Scott Jennings, aka Lum the Mad, has posted a fun blog entry over at MMORPG.com, with the oh so controversial title How PvP Can Break Your Game. Scott is a great writer and it’s always fun to read his insights into MMO-making. Syncaine, of course, took offense because Scott mentioned Darkfall, and made some stuff up and Tobold took offense that Syncaine took offense and dug up some old arguments that he probably doesn’t believe himself so he could bash Darkfall (again). All very funny, and quite sad at the same time.

No matter, that’s not really the point here – the point is the description of the forum warriors in Scott’s post. For many forum posters on MMO forums, it seems like the developers are the great enemy. They are the evil that plagues their game, shifting game balance and nerfing classes left to right. We see it all over the place, visit any MMO’s official forums and you’ll find them. Often, the subject line is in caps, so you don’t have to look very hard for the posts I’m talking about.

Nerfed!

Arena is doing what now? Where did my class go?

I agree that the developer can be the great enemy, especially when they bring a huge change to a game that you’ve played for ages. When World of Warcraft introduced the arena, and Blizzard tried to make an e-sport of a game where PvP was an afterthought, well…for me, and many like me, the developers were the enemy. They were ruining our home, our world, because of a small, small fraction of their player base.

But sometimes, especially if you’re a player in a smaller MMO, the developers are not your enemy. Usually, they are trying their best to fix a game in order for the game to stay afloat. Sometimes, they should be seen as your buddy, you should try to work with them instead of against them. Sometimes, you should just play nice, thank them for the stuff they are actually able to deliver, and either thank them for their time and leave or hang around and see what happens.

It’s pretty rampant in the Star Wars Galaxies forums, where a thread about the upcoming (and pretty major and cool) Galactic Civil War-update turns into a flamewar about how relevant Light Side Jedis are in PvP. Instead of understanding that the game is actually struggling, with the executives (that don’t care about your petty abilities or PvP survivability) breathing down the devs’ all too exposed necks, and trying to keep the criticism valid and creative, the forums warriors’ arguments tend all to degenerate into “yur idiots lol”. Seriously, it has to stop.

-- Problem 1 --
Answer these questions using the blog post about MMO forum warriors:
(a) On which website did Scott Jennings post his blog entry?
(b) Which game introduced the arena?
(c) In which game's forums does a thread about the Galactic Civil War update turn into a flamewar?
-- Problem 2 --
Name every video game mentioned in the blog post about MMO forum warriors.
-- Problem 3 --
Write a continuation of the blog post about MMO forum warriors, starting after its last sentence.
The rows further down come from a separate source and are unrelated to the blog post about MMO forum warriors.

-- Provided records --
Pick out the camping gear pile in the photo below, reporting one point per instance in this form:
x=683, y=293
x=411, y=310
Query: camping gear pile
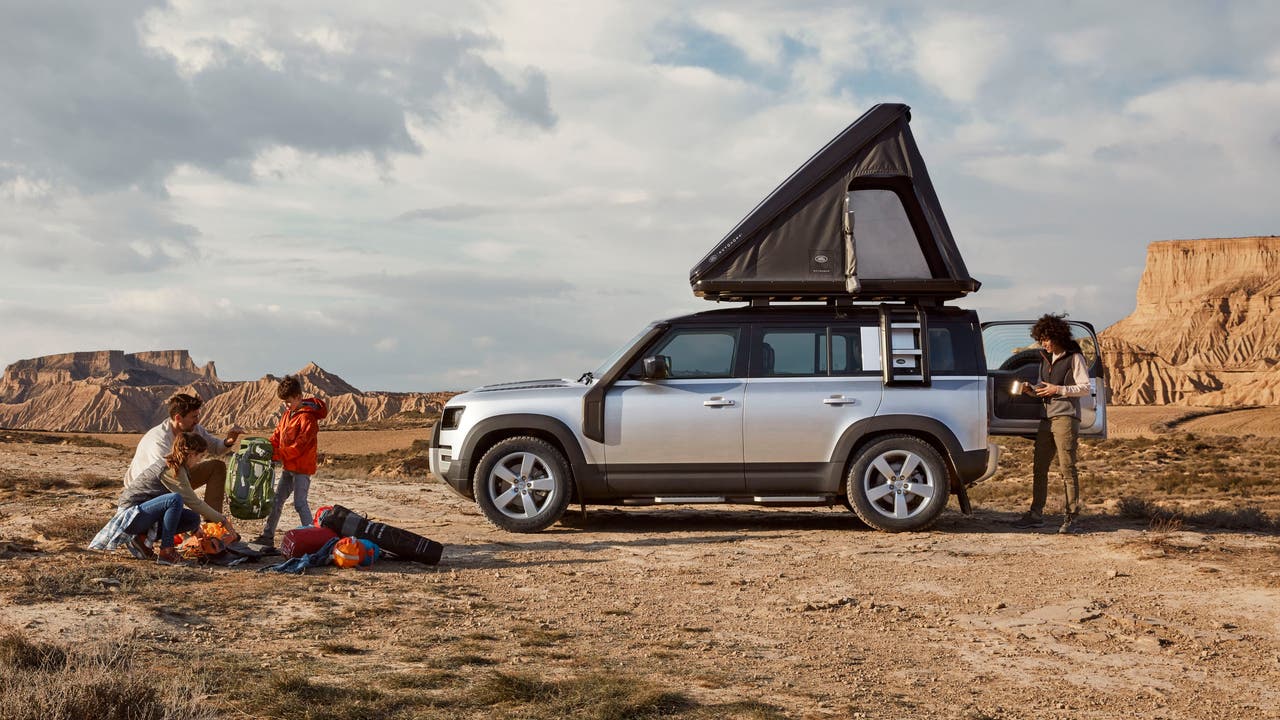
x=348, y=540
x=250, y=479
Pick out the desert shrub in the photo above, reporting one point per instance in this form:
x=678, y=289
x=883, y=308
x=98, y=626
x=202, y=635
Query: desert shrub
x=44, y=583
x=27, y=486
x=1237, y=519
x=100, y=680
x=1248, y=518
x=597, y=696
x=99, y=482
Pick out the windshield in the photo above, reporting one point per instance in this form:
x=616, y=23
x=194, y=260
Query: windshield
x=617, y=354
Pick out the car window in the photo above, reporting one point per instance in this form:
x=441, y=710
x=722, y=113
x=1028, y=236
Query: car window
x=846, y=351
x=792, y=352
x=699, y=352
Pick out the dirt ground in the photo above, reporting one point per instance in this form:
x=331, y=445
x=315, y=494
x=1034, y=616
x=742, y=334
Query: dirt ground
x=737, y=613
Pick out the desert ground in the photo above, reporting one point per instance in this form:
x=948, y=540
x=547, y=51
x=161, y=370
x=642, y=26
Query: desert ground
x=1168, y=607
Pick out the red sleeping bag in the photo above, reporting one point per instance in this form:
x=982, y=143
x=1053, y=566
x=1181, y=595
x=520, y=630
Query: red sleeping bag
x=305, y=541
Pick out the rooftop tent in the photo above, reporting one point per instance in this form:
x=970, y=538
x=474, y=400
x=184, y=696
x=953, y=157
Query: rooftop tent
x=859, y=219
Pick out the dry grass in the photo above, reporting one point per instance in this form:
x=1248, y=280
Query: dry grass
x=41, y=582
x=1166, y=520
x=103, y=680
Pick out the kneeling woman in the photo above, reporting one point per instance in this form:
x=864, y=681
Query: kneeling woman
x=154, y=499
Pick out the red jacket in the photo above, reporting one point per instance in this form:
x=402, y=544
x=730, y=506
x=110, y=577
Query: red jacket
x=295, y=438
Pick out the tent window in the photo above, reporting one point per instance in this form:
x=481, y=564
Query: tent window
x=885, y=244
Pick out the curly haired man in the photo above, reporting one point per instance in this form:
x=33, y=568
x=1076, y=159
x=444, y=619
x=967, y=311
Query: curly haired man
x=1064, y=379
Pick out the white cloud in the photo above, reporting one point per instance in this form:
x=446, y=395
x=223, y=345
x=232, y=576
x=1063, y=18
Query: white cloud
x=956, y=54
x=535, y=180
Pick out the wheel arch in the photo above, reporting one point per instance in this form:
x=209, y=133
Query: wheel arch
x=492, y=431
x=871, y=429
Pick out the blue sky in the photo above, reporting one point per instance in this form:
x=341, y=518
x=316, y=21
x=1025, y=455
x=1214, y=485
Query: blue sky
x=433, y=196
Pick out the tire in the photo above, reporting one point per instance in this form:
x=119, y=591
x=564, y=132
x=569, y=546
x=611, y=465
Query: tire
x=522, y=484
x=890, y=500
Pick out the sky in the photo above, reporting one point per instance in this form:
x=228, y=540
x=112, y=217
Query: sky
x=425, y=196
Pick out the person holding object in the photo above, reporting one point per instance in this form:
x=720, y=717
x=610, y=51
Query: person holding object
x=149, y=459
x=1064, y=378
x=150, y=501
x=295, y=441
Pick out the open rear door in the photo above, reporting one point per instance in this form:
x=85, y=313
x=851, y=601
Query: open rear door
x=1011, y=354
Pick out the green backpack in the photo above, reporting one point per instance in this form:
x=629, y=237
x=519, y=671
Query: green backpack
x=250, y=488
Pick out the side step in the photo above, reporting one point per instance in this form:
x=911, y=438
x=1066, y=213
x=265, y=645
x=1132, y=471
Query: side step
x=716, y=499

-- Final result 1 --
(a) MMORPG.com
(b) World of Warcraft
(c) Star Wars Galaxies

-- Final result 2 --
Darkfall, World of Warcraft, Star Wars Galaxies

-- Final result 3 --
Attack!

Proud Vanguard forum warriors stand united against this horrible...oh, they are only trying to help? What?

What got my blood flowing this time was this thread on the Vanguard forums, as pointed my way by (the always amazing) Dusty. In it, Silius tries to explain to the players that the dev team is low on resources and that they are trying to do as much as possible with the little they have – which includes scrapping some stuff in order to create a better game in the long run. It’s one of the most honest dev posts I’ve seen on a forum in a long time and it’s not every day a dev comes out and says “look, we’re short on cash, please have patience”.

The bitching starts with the first comment. Already on the first page, people start talking about SOE shutting the game down.

This is really not the time to paint the developer, who actually comes out and says more or less exactly what is going on behind the scenes (something many players ask for in most MMOs), as the enemy. It’s the time to pat him on the back, tell him how much you appreciate the game and that you understand that you don’t have all the data, all the numbers, all the logs, all the knowledge. It’s the time to either come up with some creative criticism, enjoy what is on offer or leave the game behind.

It is not a good time for insults. That developer, who probably had to go head to head with the PR-apartment for evening mentioning stuff like having “tried to do more with what [they] have and it has not always panned out”, has just done you a huge favor. But as a forum warrior and a pro-complainer, I suppose it is hard to see it that way.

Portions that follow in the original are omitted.